Entries from a point annotation set:
§

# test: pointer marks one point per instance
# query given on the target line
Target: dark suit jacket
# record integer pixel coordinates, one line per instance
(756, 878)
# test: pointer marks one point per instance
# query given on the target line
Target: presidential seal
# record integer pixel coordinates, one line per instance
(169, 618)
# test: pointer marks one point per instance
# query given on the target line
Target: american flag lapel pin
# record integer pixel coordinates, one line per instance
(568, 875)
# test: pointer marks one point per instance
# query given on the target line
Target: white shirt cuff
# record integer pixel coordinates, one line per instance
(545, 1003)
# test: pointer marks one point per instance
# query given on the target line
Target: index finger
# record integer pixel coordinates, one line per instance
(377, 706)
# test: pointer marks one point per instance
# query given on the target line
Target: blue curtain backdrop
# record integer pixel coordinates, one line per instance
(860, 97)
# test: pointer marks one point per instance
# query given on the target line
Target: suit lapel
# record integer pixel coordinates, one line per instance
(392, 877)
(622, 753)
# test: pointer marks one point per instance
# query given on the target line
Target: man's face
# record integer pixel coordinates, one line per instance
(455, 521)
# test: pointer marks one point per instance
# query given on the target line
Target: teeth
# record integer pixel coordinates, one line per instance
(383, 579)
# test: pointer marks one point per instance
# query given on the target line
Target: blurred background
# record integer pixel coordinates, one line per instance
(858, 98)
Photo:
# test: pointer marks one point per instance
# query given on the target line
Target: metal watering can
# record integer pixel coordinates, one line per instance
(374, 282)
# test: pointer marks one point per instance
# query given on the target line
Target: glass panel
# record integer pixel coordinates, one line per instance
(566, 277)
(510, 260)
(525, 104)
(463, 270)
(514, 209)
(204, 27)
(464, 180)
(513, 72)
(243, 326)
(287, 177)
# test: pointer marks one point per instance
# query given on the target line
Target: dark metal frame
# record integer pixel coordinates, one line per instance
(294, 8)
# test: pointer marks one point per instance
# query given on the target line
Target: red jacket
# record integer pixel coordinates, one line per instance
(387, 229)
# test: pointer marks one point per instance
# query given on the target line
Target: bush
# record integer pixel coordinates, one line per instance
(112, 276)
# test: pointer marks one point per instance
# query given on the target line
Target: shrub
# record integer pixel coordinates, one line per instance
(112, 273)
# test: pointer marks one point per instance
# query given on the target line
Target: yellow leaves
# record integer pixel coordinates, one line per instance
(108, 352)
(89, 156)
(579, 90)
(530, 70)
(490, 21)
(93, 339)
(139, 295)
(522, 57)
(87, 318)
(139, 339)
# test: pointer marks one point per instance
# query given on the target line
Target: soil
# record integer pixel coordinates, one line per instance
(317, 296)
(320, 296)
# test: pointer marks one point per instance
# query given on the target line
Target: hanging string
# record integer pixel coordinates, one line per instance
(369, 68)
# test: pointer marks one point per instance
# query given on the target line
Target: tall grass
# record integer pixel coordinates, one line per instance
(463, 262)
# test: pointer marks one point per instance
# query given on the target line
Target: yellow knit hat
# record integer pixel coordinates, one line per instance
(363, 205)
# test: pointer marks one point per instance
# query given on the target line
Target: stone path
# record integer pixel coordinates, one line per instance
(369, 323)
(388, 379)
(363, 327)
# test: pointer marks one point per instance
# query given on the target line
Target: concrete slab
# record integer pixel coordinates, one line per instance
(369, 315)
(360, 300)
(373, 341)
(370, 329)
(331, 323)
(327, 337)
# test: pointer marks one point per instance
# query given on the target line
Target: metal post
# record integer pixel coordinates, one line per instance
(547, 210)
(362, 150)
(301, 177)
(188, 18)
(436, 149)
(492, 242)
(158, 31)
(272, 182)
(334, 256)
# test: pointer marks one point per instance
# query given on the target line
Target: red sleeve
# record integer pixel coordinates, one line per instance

§

§ **Task brief**:
Every entry must be output again, exactly as written above.

§ **Worked answer**:
# test: pointer marks one point per instance
# query given on the target line
Target: dark suit jacket
# record integer pixel coordinates, one line per instance
(756, 878)
# test: pointer marks one point per instance
# query given on the target line
Target: presidential seal
# record integer pixel coordinates, one line per instance
(169, 618)
# test: pointer marks one point per instance
# query given on the target line
Target: american flag lapel pin
# record integer pixel coordinates, one line per instance
(568, 875)
# test: pointer marks one point per instance
# query given on the target line
Target: white shirt cuff
# record integer pixel coordinates, one line per instance
(545, 1003)
# test: pointer marks one point per instance
# query given on the target line
Target: index finger
# record integer pixel coordinates, one line per instance
(377, 706)
# test: pointer marks one point per instance
# query given on the target line
Target: blue curtain backdrop
# record integer pixel coordinates, one line per instance
(860, 97)
# test: pointer marks one point per instance
# query given on the target line
Target: suit lapel
# record integer pixel coordinates, one line per instance
(392, 877)
(622, 753)
# test: pointer marks one point per instance
# query given on the target line
Target: man's face
# record integer pixel coordinates, one line per instance
(455, 521)
# test: pointer marks one point per instance
# query given on the target line
Target: teeth
# record integer pixel coordinates, one line per instance
(383, 579)
# test: pointer marks one point per instance
# query given on the target line
Target: blurred background
# record integer pixel coordinates, one line per instance
(858, 98)
Photo:
# test: pointer marks one point per instance
# query given on the target line
Target: metal watering can
# record integer pixel coordinates, one line per instance
(374, 282)
# test: pointer marks one point per instance
# query given on the target line
Target: glass panel
# record integer pixel coordinates, one line per instance
(566, 277)
(510, 260)
(525, 104)
(463, 270)
(514, 209)
(204, 27)
(464, 180)
(513, 72)
(243, 326)
(287, 177)
# test: pointer marks one point per instance
# query given on the target line
Target: dark metal frame
# record integer pixel coordinates, one line per instance
(294, 8)
# test: pointer marks one point per instance
# query given on the target line
Target: red jacket
# record integer pixel coordinates, one line per instance
(387, 229)
# test: pointer marks one point per instance
# query given on the target line
Target: bush
# record integer pixel coordinates, one line per instance
(112, 276)
# test: pointer marks one point per instance
# query given on the target line
Target: shrub
# record integer pixel coordinates, one line per instance
(112, 273)
# test: pointer marks one point per instance
# query given on the target line
Target: yellow leaves
# record integer pixel coordinates, one line per instance
(108, 352)
(89, 156)
(579, 90)
(530, 70)
(490, 21)
(93, 339)
(139, 295)
(522, 57)
(87, 318)
(139, 339)
# test: pointer marks one point per instance
# query given on the target line
Target: soil
# record integer pixel coordinates, one line per instance
(317, 296)
(320, 296)
# test: pointer marks one point per instance
# query given on the target line
Target: hanging string
# record integer pixel coordinates, one line per instance
(369, 68)
# test: pointer marks one point per instance
# query given on the target line
Target: tall grass
# record integer pixel coordinates, one line per instance
(463, 262)
# test: pointer marks one point per instance
# query given on the target line
Target: yellow knit hat
# record integer pixel coordinates, one line per instance
(363, 205)
# test: pointer marks one point per instance
# query given on the target line
Target: stone path
# record integer pixel coordinates, one line per instance
(369, 323)
(388, 379)
(363, 327)
# test: pointer marks one point per instance
# query given on the target line
Target: concrete slab
# record integer pixel coordinates, one line per instance
(369, 315)
(360, 300)
(373, 341)
(370, 329)
(331, 323)
(327, 337)
# test: pointer marks one point per instance
# query given on the target line
Target: metal post
# record integer pixel coordinates, one line per instance
(547, 210)
(362, 150)
(301, 177)
(188, 18)
(436, 149)
(492, 242)
(158, 31)
(272, 182)
(334, 256)
# test: pointer marks one point per instance
# query given on the target line
Target: red sleeve
# record integer pixel coordinates, one line per instance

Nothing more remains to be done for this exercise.